[DATA Boundary: Start]

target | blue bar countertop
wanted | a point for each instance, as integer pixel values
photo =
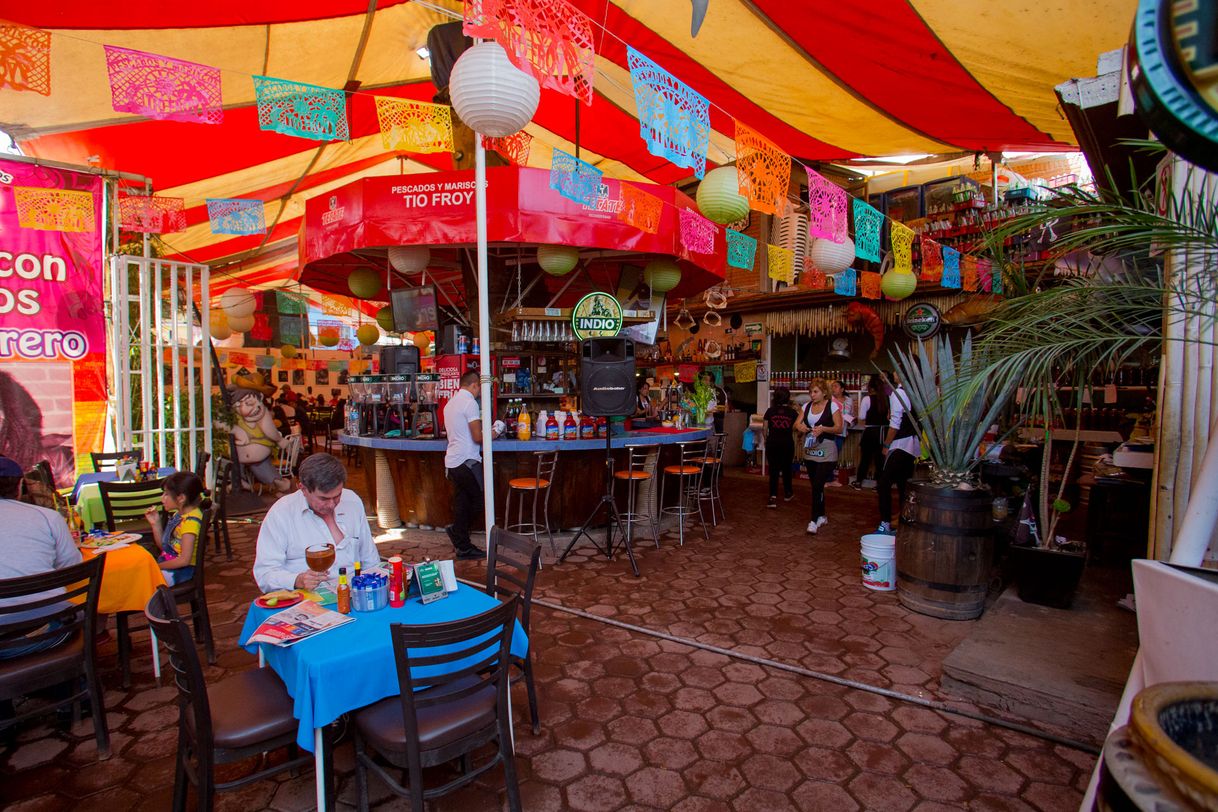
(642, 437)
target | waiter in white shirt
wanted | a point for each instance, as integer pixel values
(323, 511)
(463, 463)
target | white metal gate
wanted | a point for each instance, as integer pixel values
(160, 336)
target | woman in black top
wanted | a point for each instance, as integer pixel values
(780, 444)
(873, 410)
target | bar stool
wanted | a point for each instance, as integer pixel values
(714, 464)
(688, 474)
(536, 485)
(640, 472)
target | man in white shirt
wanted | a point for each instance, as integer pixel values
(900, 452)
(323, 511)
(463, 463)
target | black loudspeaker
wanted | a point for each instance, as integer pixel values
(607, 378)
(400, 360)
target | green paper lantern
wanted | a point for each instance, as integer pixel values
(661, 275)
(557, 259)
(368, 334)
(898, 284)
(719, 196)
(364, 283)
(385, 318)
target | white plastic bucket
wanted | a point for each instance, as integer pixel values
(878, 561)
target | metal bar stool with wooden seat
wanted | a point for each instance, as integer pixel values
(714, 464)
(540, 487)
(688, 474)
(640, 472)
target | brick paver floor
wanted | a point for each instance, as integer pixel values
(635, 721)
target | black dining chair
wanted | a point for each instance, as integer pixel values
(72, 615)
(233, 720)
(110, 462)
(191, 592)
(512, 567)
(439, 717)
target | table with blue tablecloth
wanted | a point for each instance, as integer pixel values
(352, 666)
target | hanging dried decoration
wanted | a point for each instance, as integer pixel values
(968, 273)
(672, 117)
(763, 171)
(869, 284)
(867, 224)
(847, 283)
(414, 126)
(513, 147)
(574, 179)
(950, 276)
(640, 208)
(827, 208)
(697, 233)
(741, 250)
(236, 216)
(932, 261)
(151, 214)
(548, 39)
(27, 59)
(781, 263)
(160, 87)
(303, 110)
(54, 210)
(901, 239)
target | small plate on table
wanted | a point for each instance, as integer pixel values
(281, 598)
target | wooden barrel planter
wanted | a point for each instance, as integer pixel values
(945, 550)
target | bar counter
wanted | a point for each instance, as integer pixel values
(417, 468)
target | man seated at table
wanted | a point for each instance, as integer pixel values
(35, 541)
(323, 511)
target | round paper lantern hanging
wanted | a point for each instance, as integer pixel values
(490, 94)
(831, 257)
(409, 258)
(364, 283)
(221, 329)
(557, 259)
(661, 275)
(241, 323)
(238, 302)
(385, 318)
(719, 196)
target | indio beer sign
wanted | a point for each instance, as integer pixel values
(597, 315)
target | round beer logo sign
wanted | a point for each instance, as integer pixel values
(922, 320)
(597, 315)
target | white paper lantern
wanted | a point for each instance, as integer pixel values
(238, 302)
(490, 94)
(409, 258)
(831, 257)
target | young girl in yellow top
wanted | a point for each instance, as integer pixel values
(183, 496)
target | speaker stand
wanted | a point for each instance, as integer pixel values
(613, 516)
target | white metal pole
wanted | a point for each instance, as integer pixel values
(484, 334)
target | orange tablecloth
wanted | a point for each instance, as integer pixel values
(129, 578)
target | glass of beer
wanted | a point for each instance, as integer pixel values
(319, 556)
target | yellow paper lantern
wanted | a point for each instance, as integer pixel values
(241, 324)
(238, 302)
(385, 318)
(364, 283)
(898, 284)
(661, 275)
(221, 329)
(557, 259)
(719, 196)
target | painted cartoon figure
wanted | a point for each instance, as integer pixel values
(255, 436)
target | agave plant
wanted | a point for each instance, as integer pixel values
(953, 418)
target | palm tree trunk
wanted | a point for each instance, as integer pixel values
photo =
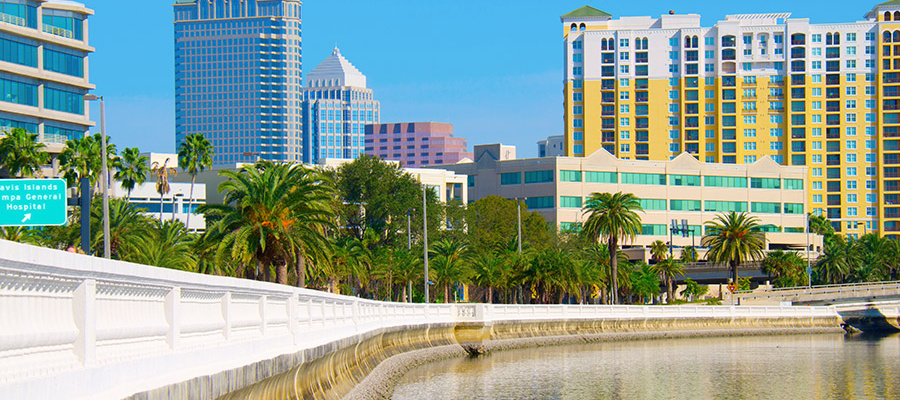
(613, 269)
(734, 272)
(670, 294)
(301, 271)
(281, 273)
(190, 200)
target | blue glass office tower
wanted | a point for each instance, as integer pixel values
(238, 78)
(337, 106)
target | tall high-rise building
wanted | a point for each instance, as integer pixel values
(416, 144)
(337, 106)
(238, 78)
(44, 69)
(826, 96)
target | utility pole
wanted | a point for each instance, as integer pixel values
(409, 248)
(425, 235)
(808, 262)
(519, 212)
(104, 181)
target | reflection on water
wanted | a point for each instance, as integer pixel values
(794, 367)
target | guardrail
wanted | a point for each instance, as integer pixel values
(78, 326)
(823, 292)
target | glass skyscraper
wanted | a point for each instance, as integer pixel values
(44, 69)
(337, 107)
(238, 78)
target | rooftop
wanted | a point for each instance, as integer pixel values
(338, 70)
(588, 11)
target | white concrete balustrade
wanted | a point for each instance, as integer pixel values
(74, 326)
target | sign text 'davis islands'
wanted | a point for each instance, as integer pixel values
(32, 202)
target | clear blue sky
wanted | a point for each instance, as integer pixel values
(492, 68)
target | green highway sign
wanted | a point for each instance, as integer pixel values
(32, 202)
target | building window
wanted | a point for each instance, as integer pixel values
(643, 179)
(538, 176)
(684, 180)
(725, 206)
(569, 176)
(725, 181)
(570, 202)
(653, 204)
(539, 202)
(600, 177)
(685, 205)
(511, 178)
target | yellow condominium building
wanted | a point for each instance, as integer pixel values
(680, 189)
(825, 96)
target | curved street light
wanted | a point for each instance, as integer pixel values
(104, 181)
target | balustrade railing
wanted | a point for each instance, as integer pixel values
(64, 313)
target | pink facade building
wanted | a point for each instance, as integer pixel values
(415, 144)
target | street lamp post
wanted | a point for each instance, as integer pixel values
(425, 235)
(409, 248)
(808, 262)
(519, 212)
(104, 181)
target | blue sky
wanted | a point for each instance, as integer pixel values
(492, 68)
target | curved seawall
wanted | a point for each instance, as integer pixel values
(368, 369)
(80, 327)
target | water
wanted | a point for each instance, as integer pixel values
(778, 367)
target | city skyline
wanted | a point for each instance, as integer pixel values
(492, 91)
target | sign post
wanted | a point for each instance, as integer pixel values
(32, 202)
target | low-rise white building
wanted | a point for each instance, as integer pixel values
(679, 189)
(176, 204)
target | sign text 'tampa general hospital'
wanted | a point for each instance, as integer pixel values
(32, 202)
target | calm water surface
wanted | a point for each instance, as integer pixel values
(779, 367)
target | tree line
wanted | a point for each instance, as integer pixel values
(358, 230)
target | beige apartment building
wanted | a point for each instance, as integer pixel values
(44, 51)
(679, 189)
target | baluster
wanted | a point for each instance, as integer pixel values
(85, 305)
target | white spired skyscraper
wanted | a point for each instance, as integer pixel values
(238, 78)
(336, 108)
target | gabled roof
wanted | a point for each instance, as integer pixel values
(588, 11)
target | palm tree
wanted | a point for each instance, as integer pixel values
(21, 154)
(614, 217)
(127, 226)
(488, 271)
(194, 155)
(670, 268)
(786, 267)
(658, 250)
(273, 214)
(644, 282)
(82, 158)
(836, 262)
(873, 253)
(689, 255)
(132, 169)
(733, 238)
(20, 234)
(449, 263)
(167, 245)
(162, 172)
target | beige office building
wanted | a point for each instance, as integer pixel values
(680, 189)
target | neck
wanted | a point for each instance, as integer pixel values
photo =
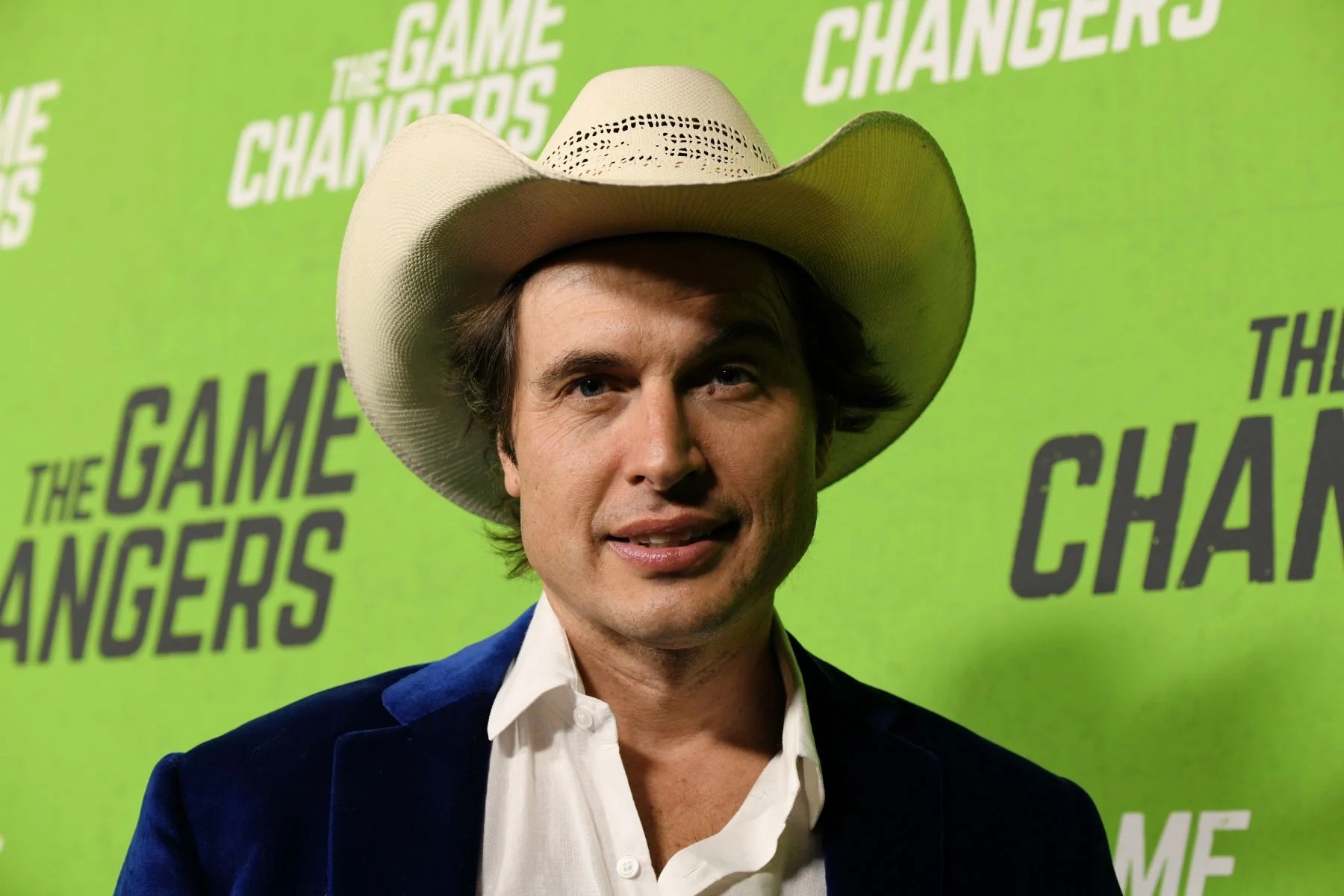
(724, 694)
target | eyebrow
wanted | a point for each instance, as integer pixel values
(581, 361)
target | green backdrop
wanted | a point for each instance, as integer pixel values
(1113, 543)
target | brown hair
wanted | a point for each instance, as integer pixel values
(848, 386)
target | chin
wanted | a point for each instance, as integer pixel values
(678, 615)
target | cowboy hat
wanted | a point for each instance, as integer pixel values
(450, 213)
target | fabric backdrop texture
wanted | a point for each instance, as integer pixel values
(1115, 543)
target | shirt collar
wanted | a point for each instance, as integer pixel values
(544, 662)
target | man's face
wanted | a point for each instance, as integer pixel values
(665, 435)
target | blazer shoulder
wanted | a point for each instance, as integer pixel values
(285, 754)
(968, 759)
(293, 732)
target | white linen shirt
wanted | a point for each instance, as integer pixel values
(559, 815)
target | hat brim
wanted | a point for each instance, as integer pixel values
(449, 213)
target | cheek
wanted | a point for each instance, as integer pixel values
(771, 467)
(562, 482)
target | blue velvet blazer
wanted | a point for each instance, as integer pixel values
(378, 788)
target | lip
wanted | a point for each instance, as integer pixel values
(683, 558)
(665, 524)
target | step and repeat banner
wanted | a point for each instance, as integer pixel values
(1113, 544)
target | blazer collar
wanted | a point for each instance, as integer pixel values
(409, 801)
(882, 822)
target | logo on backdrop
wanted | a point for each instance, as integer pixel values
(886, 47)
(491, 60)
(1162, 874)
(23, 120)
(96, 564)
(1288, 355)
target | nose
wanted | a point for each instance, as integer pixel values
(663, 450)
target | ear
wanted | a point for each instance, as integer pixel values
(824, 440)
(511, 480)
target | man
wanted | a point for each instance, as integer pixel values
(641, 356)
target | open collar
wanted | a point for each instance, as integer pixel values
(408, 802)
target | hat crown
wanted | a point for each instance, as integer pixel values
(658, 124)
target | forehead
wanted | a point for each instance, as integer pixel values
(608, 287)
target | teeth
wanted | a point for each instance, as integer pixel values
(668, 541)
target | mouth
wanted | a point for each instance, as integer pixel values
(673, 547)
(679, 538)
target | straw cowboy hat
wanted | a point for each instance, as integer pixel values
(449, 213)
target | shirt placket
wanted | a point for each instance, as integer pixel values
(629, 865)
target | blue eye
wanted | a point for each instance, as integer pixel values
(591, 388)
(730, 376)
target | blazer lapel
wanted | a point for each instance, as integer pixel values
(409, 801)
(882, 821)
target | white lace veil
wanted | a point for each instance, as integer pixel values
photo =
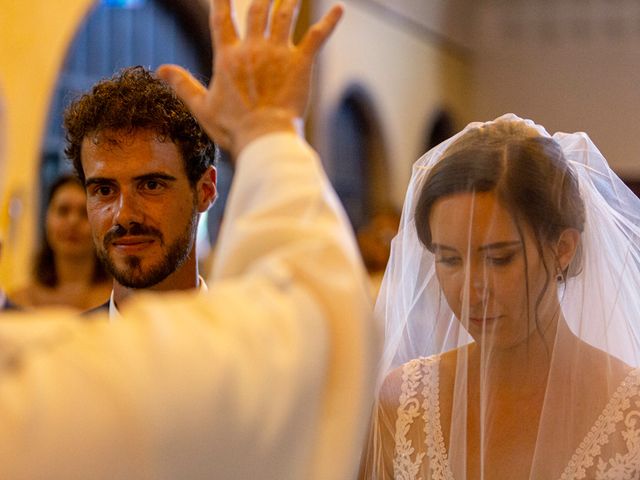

[DATA Boundary: End]

BRIEF: Lines of the data that include the string "lantern" are to be counted; report the total by itself.

EXERCISE RESULT: 4